PROBLEM TO WORK ON
For every line in the entries that contains "stage", show the whole line.
++++++++++
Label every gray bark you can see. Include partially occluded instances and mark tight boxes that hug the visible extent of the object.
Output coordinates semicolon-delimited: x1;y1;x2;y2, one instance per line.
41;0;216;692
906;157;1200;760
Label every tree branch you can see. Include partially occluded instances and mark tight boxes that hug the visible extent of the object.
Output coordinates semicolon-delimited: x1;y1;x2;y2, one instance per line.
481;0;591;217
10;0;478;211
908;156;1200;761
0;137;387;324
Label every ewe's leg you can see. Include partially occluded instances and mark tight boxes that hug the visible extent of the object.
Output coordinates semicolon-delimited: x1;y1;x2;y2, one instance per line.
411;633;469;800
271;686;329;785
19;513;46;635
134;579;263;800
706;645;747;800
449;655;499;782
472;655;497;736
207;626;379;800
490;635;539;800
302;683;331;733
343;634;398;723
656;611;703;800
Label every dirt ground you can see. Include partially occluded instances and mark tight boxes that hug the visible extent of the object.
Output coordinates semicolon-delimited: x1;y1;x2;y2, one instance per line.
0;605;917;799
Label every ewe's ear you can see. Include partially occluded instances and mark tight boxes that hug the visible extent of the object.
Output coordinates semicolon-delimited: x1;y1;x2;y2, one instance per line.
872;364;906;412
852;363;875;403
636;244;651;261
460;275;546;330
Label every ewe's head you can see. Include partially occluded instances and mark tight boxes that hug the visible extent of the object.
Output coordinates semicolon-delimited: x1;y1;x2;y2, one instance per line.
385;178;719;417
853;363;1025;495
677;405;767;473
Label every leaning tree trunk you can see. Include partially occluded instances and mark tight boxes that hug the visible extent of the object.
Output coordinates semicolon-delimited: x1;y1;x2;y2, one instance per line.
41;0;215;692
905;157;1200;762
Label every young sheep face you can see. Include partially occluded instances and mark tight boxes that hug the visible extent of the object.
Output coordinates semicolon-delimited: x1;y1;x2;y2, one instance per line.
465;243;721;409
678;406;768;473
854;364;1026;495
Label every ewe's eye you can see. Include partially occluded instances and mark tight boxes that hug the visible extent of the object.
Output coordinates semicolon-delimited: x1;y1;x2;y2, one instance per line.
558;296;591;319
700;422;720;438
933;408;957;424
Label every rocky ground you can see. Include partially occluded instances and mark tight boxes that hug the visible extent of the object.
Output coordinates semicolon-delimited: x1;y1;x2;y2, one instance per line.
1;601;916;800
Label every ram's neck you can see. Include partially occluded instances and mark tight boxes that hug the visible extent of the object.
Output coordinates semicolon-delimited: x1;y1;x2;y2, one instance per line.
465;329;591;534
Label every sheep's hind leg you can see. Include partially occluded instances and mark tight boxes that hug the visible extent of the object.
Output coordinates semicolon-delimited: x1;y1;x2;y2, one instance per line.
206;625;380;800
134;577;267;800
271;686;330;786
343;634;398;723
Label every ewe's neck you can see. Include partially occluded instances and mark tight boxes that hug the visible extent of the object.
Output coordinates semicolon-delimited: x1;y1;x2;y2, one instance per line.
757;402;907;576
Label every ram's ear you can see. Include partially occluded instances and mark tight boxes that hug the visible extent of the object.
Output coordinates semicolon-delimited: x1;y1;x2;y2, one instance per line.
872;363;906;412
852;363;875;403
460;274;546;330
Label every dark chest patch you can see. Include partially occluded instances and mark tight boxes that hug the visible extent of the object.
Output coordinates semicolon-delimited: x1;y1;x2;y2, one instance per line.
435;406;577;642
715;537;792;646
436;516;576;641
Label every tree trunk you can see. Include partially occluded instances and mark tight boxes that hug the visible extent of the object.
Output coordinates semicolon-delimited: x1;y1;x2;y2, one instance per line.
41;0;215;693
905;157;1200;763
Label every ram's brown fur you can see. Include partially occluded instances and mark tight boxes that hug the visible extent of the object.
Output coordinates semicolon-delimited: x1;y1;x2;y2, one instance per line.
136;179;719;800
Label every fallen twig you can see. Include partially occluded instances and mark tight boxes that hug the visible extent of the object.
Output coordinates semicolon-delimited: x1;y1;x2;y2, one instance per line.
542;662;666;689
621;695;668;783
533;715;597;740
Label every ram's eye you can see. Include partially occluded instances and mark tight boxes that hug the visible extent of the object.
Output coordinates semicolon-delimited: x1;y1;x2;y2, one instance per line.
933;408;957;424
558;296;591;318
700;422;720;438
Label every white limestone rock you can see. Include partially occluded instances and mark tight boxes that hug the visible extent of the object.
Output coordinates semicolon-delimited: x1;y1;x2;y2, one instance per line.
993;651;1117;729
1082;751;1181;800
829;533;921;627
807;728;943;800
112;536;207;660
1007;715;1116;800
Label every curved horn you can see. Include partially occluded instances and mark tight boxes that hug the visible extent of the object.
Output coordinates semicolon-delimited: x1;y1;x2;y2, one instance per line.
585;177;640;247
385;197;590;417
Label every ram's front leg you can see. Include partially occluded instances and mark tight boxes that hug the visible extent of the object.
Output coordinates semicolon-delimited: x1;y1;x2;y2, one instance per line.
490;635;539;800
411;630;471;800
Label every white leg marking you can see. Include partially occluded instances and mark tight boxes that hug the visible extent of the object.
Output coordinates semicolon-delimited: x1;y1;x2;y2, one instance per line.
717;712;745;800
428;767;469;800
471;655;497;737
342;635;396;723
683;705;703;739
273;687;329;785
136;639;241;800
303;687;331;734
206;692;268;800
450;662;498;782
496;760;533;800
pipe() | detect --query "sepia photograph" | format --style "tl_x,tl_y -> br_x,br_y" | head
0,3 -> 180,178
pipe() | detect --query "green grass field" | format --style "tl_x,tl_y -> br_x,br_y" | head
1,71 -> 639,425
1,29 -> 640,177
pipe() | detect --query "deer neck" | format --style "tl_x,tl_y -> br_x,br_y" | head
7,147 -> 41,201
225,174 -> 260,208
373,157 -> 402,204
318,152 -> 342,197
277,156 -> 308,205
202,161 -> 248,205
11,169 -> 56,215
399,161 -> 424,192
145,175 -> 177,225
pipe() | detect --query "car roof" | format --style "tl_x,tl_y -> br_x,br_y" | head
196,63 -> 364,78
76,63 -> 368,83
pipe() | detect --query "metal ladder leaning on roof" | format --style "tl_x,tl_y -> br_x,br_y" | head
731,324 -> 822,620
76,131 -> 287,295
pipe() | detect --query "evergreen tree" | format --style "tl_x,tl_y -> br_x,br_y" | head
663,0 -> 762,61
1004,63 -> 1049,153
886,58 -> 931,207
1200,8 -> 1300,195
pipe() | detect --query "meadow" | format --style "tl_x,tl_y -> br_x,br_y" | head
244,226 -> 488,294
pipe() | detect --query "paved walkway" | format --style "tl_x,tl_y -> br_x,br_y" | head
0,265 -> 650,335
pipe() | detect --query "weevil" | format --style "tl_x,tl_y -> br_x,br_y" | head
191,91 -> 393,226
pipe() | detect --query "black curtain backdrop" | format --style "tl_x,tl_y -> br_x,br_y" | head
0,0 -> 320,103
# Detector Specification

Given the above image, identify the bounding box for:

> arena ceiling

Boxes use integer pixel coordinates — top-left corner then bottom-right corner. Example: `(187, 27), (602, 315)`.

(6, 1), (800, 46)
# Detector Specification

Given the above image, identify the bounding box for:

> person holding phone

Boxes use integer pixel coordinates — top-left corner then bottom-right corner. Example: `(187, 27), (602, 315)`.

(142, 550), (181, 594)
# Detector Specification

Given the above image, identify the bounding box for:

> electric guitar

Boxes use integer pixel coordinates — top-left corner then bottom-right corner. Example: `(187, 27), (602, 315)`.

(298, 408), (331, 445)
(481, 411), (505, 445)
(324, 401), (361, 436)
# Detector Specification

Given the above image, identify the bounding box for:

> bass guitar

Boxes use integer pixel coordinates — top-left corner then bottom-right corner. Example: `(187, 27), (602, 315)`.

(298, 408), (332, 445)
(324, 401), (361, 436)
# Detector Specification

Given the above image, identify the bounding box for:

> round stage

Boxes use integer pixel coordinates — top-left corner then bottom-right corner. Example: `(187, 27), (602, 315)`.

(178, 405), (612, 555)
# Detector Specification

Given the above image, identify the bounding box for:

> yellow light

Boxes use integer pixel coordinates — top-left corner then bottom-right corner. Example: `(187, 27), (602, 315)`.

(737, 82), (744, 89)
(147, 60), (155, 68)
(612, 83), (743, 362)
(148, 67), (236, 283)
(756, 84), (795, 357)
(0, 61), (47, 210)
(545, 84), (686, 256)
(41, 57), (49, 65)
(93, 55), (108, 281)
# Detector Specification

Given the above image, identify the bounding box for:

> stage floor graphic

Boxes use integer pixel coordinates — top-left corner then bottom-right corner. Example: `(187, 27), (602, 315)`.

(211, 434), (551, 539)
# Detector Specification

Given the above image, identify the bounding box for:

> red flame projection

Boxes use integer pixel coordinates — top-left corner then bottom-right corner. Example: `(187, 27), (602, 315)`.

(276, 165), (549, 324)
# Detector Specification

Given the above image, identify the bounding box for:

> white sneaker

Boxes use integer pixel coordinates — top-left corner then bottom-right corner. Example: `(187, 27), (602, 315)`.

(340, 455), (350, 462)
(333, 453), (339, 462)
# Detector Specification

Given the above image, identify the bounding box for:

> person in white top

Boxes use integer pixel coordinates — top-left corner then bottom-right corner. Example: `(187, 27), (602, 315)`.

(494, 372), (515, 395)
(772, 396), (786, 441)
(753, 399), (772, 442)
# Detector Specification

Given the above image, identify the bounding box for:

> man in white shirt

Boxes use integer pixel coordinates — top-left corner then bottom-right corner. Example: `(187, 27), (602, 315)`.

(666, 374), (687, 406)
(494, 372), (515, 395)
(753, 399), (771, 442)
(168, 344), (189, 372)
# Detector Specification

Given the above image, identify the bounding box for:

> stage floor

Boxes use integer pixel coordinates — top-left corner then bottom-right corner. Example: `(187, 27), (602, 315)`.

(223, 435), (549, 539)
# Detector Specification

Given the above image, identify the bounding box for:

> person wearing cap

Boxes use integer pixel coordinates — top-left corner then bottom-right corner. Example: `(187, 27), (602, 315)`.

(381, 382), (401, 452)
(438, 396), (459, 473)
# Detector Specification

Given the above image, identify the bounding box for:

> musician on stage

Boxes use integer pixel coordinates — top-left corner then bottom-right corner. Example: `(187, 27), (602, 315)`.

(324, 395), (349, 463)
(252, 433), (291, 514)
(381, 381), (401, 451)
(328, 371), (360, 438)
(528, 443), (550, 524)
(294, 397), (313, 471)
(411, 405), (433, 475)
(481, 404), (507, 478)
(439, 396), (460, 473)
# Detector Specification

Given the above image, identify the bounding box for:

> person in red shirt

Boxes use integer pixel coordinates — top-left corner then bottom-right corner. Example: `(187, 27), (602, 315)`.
++++++++++
EXERCISE SOLUTION
> round stage
> stage floor graphic
> stage floor
> musician on stage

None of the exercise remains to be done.